> [Task requirements]
Quote the listing below word for word, with every line in its original order.

> [Records for processing]
— Begin —

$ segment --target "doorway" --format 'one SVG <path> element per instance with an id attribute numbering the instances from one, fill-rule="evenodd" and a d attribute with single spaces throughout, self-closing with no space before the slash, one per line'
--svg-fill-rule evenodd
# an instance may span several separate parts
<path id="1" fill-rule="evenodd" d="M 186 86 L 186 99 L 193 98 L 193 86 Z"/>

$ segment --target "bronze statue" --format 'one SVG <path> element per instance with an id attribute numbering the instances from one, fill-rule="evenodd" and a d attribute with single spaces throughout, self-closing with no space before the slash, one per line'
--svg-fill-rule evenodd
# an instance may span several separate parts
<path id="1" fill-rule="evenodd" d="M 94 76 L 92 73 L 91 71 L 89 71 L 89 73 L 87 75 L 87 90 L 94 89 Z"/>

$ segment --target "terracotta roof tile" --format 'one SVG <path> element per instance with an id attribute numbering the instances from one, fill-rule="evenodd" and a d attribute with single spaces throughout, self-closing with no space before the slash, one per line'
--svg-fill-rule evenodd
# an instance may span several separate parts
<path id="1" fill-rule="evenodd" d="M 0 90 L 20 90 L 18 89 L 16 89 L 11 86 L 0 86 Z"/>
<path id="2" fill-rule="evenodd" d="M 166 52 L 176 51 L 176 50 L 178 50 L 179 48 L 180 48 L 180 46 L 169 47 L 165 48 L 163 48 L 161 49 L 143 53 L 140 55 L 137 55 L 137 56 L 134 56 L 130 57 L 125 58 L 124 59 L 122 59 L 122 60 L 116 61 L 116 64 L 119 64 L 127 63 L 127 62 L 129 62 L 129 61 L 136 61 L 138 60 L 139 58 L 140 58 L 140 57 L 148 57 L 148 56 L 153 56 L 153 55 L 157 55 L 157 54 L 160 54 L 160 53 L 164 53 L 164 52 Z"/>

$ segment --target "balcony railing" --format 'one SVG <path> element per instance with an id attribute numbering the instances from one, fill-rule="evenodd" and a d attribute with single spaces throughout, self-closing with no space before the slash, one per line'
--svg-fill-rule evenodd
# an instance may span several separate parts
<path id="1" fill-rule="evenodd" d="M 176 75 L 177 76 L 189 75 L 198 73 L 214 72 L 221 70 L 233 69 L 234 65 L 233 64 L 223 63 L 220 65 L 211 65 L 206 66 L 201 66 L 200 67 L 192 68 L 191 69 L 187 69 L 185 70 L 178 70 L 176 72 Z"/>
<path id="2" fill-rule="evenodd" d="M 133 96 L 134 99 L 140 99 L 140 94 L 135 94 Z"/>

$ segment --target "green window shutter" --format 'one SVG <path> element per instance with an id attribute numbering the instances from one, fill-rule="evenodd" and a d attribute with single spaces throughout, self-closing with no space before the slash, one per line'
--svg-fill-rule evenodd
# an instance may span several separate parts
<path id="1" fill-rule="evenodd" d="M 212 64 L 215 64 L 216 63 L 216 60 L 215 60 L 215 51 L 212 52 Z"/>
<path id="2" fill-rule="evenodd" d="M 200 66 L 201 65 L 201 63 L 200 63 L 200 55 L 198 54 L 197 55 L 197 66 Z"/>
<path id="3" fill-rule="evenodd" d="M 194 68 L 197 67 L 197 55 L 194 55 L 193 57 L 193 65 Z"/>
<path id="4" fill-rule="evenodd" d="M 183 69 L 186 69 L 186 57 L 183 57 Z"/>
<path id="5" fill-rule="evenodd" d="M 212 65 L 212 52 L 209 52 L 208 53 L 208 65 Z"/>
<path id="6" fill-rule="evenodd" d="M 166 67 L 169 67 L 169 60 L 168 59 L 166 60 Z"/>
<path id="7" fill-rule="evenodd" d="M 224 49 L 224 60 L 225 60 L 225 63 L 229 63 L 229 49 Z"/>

— End —

> [Complete answer]
$ segment --target "doorway" --format 'one SVG <path> element per instance with an id attribute numbering the instances from one, fill-rule="evenodd" and a d attribute with single spaces throughout, self-closing with no space before the slash, one per line'
--svg-fill-rule evenodd
# an instance may span several separate parts
<path id="1" fill-rule="evenodd" d="M 186 86 L 186 99 L 193 98 L 193 86 Z"/>

$ segment --target "bronze statue" --format 'one SVG <path> element per instance with an id attribute numbering the instances from one, fill-rule="evenodd" and a d attribute with single spaces throughout, self-closing with no space before the slash, one per line'
--svg-fill-rule evenodd
# an instance may span several separate parts
<path id="1" fill-rule="evenodd" d="M 94 76 L 92 73 L 91 71 L 89 71 L 89 73 L 87 75 L 87 90 L 94 89 Z"/>

$ segment --target "terracotta roof tile" --format 'one SVG <path> element per instance with an id attribute numbering the instances from one, fill-rule="evenodd" and a d attribute with single spaces throughout, self-closing with no space before the slash, one per line'
--svg-fill-rule evenodd
# an instance may span several separate parts
<path id="1" fill-rule="evenodd" d="M 0 90 L 20 90 L 18 89 L 16 89 L 11 86 L 0 86 Z"/>
<path id="2" fill-rule="evenodd" d="M 166 52 L 176 51 L 176 50 L 178 50 L 179 48 L 180 48 L 180 46 L 169 47 L 165 48 L 163 48 L 161 49 L 143 53 L 140 55 L 137 55 L 137 56 L 134 56 L 130 57 L 125 58 L 124 59 L 122 59 L 122 60 L 116 61 L 116 64 L 119 64 L 127 63 L 127 62 L 129 62 L 129 61 L 136 61 L 138 60 L 139 58 L 140 58 L 140 57 L 148 57 L 148 56 L 153 56 L 153 55 L 157 55 L 157 54 L 160 54 L 160 53 L 164 53 L 164 52 Z"/>

$ segment --target "balcony railing" --format 'one SVG <path> element per instance with an id attribute numbering the instances from one, fill-rule="evenodd" and a d attribute with single spaces throughout, self-closing with no space before the slash, one per line'
--svg-fill-rule evenodd
# an instance may span several separate parts
<path id="1" fill-rule="evenodd" d="M 176 75 L 177 76 L 189 75 L 198 73 L 214 72 L 221 70 L 233 69 L 234 65 L 233 64 L 223 63 L 220 65 L 211 65 L 206 66 L 201 66 L 200 67 L 192 68 L 191 69 L 187 69 L 185 70 L 178 70 L 176 72 Z"/>
<path id="2" fill-rule="evenodd" d="M 133 96 L 134 99 L 140 99 L 140 94 L 135 94 Z"/>

$ segment --target "green window shutter" --format 'one SVG <path> element per instance with an id attribute numbering the instances from one, fill-rule="evenodd" and a d attribute with single spaces throughout, self-closing with no space before the slash, one per line'
--svg-fill-rule evenodd
# an instance may span several separate parts
<path id="1" fill-rule="evenodd" d="M 212 64 L 215 64 L 216 63 L 216 60 L 215 60 L 215 51 L 212 52 Z"/>
<path id="2" fill-rule="evenodd" d="M 200 66 L 201 65 L 201 63 L 200 63 L 200 55 L 198 54 L 197 55 L 197 66 Z"/>
<path id="3" fill-rule="evenodd" d="M 194 68 L 197 67 L 197 55 L 194 55 L 193 57 L 193 65 Z"/>
<path id="4" fill-rule="evenodd" d="M 183 69 L 186 69 L 186 57 L 183 57 Z"/>
<path id="5" fill-rule="evenodd" d="M 212 65 L 212 52 L 209 52 L 208 53 L 208 65 Z"/>
<path id="6" fill-rule="evenodd" d="M 166 67 L 169 67 L 169 60 L 168 59 L 166 60 Z"/>
<path id="7" fill-rule="evenodd" d="M 224 49 L 224 60 L 225 60 L 225 63 L 229 63 L 229 49 Z"/>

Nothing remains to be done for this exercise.